#### WORK TO BE COMPLETED
In the anticoagulation checklist below, which examples of contraindications for DOACs are given?

#### EXERCISE PASSAGE
# # # #

Assess thrombotic risk (CHA2DS2-VASc Score or risk for VTE recurrence) |
Identify individual bleeding risk. A high bleeding risk per se should not result in the decision not to anticoagulate, rather to correct and minimize modifiable risks |
Check renal function, global coagulation tests, liver function parameters, and CBC: in the case of anemia try to identify underlying pathologies |
Check for contraindications for DOACs (e.g., mechanical heart valves, hemodialysis, DAPT) |
Choose best suitable anticoagulant and appropriate dose; od vs. bid? |
Check whether the patient qualifies for specific dose reduction according to SmPC? |
Check whether DDI are expected, including over-the-counter drugs, and review number and significance of DDI (see [Table 3] in Steffel et al[34]) |
Try to reduce the number of comedications (e.g., FORTA List [62–65]), particularly those with platelet inhibition properties |
Use alternative DOAC with less potential for DDI, if possible |
Evaluate need for protein pump inhibitors |
Obtain informed consent and tailor patient education to the elderly patient and repeat as needed; consider use of additional teaching and adherence tools like videos, graphical material a.s.o; involve partner and family |
Hand out anticoagulation card |
Evaluate indication for left atrial appendage occluder in case of contraindication to OAC |
Organize follow-up: |
Determine follow-up intervals for re-checking of renal function (see above), and schedule follow-up with particular focus on side effects, renal function, hemoglobin, liver function tests, and repeated education; early initial follow-up may be required |
Check appropriate intake and dose at follow-up visit |
Check for potential adherence problems and evaluate whether the patient would benefit from a switch from VKA to DOACs or vice versa |
Explore options for dose reduction or discontinuation in VTE secondary prevention |
Consider in selected special cases drug level measurement at trough (for accumulation, safety) or peak (for compliance, efficacy): diluted thrombin time (for dabigatran) or anti-Xa activity measurements (for Xa-inhibitors) |
Assess the risk for falls ([Table 3]) and intervene to reduce risk of further falls; frailty and risk of falling should not generally be a reason not to be anticoagulated |
Abbreviations: CBC, complete blood count; DAPT, dual antiplatelet therapy; DDI, drug–drug interactions; DOAC, direct oral anticoagulant; OAC, oral anticoagulant; SmPC, German Summary of Product Characteristics; VKA, vitamin K antagonist; VTE, venous thromboembolism.

# # # #

#### RECORD EXTRACTS

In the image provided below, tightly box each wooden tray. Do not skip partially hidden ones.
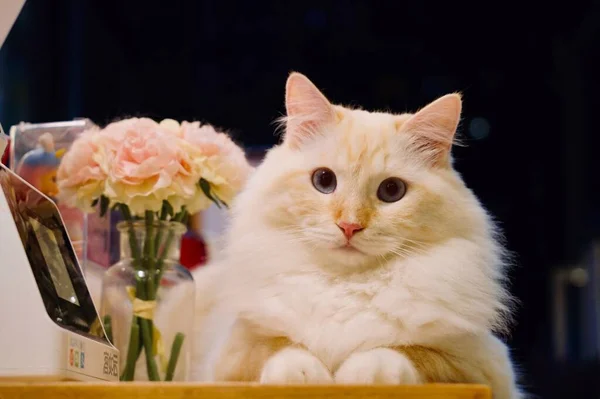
[0,382,492,399]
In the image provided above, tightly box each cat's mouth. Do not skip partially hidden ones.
[336,242,363,254]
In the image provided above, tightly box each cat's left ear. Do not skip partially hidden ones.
[398,93,462,166]
[284,72,336,148]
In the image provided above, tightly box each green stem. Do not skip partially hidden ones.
[120,204,140,269]
[121,316,140,381]
[154,209,187,291]
[165,333,185,381]
[144,211,156,301]
[120,204,160,381]
[139,318,160,381]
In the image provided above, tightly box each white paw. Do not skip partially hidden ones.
[335,348,423,385]
[260,348,333,384]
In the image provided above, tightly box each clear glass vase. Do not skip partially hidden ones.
[101,221,195,381]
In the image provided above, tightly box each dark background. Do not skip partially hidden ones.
[0,0,600,398]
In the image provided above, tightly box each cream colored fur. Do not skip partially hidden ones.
[194,74,520,399]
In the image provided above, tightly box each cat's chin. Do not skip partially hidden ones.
[319,245,378,272]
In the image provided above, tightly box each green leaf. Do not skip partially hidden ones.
[100,195,110,217]
[198,178,221,208]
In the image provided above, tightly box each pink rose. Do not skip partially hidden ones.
[103,118,197,215]
[181,122,253,203]
[56,129,110,211]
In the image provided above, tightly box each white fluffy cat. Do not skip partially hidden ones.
[194,73,521,399]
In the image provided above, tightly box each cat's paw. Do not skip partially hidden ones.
[335,348,423,385]
[260,348,333,384]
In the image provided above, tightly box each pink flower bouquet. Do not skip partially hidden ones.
[57,118,252,381]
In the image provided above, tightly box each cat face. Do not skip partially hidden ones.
[246,74,486,268]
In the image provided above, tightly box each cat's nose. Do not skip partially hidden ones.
[337,222,364,240]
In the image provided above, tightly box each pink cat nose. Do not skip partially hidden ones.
[338,222,364,240]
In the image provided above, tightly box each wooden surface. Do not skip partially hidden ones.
[0,382,492,399]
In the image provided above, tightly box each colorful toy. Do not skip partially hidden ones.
[16,133,65,197]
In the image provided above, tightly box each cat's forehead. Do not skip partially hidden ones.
[321,110,418,171]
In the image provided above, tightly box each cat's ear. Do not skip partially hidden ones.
[398,93,462,166]
[284,72,336,148]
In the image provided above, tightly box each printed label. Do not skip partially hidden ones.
[69,337,85,369]
[102,352,119,377]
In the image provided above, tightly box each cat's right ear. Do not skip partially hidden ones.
[284,72,336,148]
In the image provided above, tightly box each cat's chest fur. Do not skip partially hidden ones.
[237,269,409,368]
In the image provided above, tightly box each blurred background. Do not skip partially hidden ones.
[0,0,600,398]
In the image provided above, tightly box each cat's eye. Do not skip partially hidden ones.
[312,168,337,194]
[377,177,406,202]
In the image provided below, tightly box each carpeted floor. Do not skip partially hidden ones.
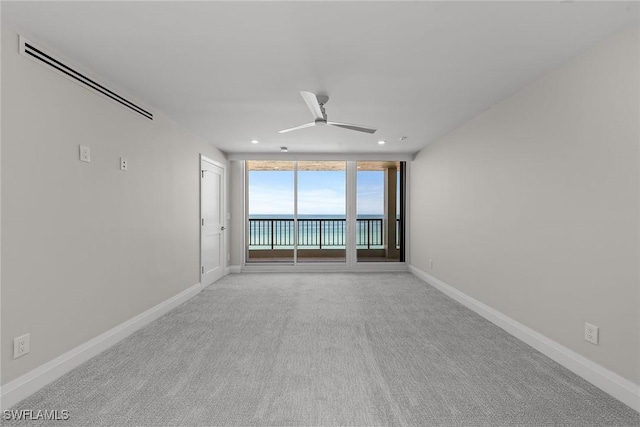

# # # #

#### RESULT FOR THIS EXERCISE
Mechanical heart valves, hemodialysis, and DAPT.